Items from a data source
++++++++++

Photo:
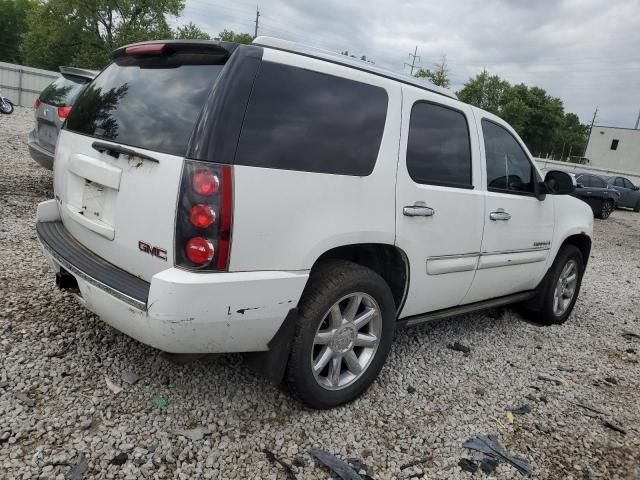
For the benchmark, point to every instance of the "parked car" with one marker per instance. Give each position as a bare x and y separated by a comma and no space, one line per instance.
51,108
594,191
629,193
215,197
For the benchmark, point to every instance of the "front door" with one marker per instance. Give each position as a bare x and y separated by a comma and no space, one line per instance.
518,227
439,202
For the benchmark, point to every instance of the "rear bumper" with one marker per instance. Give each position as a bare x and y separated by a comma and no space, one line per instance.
183,312
41,155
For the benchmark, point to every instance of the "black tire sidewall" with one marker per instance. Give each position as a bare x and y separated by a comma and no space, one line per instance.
568,252
319,297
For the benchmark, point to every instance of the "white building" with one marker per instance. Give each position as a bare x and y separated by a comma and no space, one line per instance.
614,148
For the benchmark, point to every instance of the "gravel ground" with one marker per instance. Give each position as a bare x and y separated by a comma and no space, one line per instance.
55,404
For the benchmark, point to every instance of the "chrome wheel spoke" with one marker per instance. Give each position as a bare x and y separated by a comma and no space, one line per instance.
352,307
322,359
335,319
352,362
334,371
323,337
365,340
364,318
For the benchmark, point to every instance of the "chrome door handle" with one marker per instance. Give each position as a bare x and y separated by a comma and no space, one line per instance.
499,216
418,211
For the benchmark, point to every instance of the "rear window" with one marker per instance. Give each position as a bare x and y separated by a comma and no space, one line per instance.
63,91
303,120
147,106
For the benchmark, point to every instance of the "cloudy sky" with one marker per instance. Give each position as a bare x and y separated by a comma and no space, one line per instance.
587,52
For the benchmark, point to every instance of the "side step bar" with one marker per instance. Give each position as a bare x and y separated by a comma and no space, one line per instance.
471,307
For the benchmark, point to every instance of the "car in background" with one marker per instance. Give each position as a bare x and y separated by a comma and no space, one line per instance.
629,193
594,191
51,109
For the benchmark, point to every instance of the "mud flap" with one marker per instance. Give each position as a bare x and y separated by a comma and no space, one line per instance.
272,363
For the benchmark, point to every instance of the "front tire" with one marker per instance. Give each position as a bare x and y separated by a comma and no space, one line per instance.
345,330
562,287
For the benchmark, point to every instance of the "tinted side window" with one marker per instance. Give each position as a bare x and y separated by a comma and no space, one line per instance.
598,182
298,119
508,167
438,149
584,180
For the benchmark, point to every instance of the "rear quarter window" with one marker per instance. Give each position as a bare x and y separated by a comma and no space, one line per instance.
63,91
147,106
309,121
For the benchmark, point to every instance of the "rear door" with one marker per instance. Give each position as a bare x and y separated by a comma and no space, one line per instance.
119,158
439,202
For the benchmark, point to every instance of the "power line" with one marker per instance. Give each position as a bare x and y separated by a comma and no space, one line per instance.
413,57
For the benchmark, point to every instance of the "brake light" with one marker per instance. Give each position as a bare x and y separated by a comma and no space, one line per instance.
205,183
148,49
199,250
63,112
204,217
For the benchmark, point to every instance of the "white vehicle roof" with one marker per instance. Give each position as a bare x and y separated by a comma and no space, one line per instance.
327,55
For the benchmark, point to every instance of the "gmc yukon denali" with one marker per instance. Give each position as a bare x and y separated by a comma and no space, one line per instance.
300,205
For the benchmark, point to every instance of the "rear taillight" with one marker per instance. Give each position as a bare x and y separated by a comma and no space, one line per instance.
63,112
203,219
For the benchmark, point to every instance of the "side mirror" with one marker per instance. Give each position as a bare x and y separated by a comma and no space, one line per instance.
559,183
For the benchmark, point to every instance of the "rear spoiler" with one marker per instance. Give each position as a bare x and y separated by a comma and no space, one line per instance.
157,48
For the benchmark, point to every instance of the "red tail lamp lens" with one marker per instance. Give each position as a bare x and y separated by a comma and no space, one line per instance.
202,216
63,112
205,183
199,250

++++++++++

Retype the listing exactly. Pictures do not belong in the copy.

Photo:
For the benchmark, point to every instance of the "parked car" with one marker per instance. Give each position as a bare x and y separated by a comma and no space, one line per instance.
51,108
594,191
629,193
215,197
For the benchmark, point to every instance of the "front door" with one marker per instance. Give each position as a bare x and y separated by a comma and no space, one line per instance.
518,227
439,202
For the benchmark, point to every instance of the "rear bumper" with one marker per instance. Give each position as a bare x and y separated by a comma and no space, one line per instance.
183,312
41,155
For the benchmark, point to every instance of the "black tire sidewall" with one marker per instance. Give each position as a bare x and y separated by a comma and no space, one line per instance.
568,252
319,297
For the benchmark, point to every instance of the "white building" with one marker per instance. Give each position as a bare x and y separated by a comma and no space, one line per instance.
614,148
For the benchmark, point to every instance of the "gravel ground" with one marker per instance. Give each position as a bare x and y separated by a comma and no space, one line per instance.
55,404
For the benchmark, point to every instance of the "chrome wheel spoke" with one marker per instance. Give each position as a bare x and y separated by a comma and no space, one line per instance.
352,307
322,359
335,319
352,362
334,371
323,337
365,340
364,318
For the benchmark, point to every instance of the "chrome door handle" with one marker per instance. Give each position as a bare x and y separated by a comma and no space, one line per instance.
499,216
418,211
For the benchmark, point to every instance of the "rear window" with one marker per instance. Give each position as a bare x and y separated by a comma and no space, one line per instance.
63,91
303,120
147,106
For the benchmark, point to every instance of the "cloudy sky" with one marker per instance. Give each position as a bare x and y separated by a comma and no space, one line per instance.
587,52
For the benchmark, point to every instance of the "side step bar" with one marker per instance. Give each position as a bare x and y separated by a comma and no space, one line per instance.
471,307
For the benchmark, point to every instance of the "car in background" with one marker per instance. Give each position as a bare x and y separated by a comma and no space, one line per instance.
629,193
594,191
51,109
For the benchmark, point to every instance of the "mud flap" with one marker per instance. Give each position as a bare x and y separated by a comma and no space, one line per instance.
272,363
For the benchmark, point to every instance of the "front tire" with one marker per instance. Give each position as a bare x and y separated by a comma and no space, one line per instance.
345,330
562,287
For the benchmark, point to every instance of the "tinted side window" with one marker per instance. Give each position as a bare x and y separated by a comma and no space, one line per instance.
598,182
298,119
508,167
438,149
584,180
For the benchmark, point to every instance of the "rear quarter window" with one marker per instance. Give each position as a bare x and y separated by a comma and no space, one line per instance.
63,91
147,106
309,121
For the benchmark, point to every instance of the "rear door" with one marker per instance. Give each position as a bare x and y separated by a comma and no space, one line per instance.
119,158
439,202
For the benchmark, point to every instance of the "power line" with one marker per instance. Give each position as a bare x and y separated by a comma and no space, one line per instance.
413,57
For the benchmark, point to every instance of the "brake light" with one marker per instance. Give each position as a bare x and y separated by a comma and no space, one line per instance.
205,183
148,49
199,250
63,112
204,217
For the benchmark, point to every instance of the "white vehicle roof" with one marker per instance. Give each position as a bare x and y separated by a comma and no space, one line per instance.
327,55
For the benchmark, point to every instance of the "gmc yukon denali" with one marker per instance. Give each position as a bare x and y separated by a comma and no space, one line per instance.
300,205
For the benchmark, point to every instance of the "rear taillight" with one marker per instance. Give each position as a bare x and y separated by a comma and no space, one line per instance.
63,112
203,219
For the benchmark, point to every instance of the "side mirror" with one marker per instance. Give each position as a bare x and y separated by a comma and no space, one line per instance.
559,183
For the benchmark, point to every instance of the "rear spoiler" with one marker per instance. Give each position as a bare x and y separated by a comma and no space, one line per instance.
157,48
For the benchmark, point to every instance of the "red tail lamp lens" with one marker per instance. Give each position as a bare x and y separated by a comma and no space, one line per instance.
202,216
63,112
205,183
199,250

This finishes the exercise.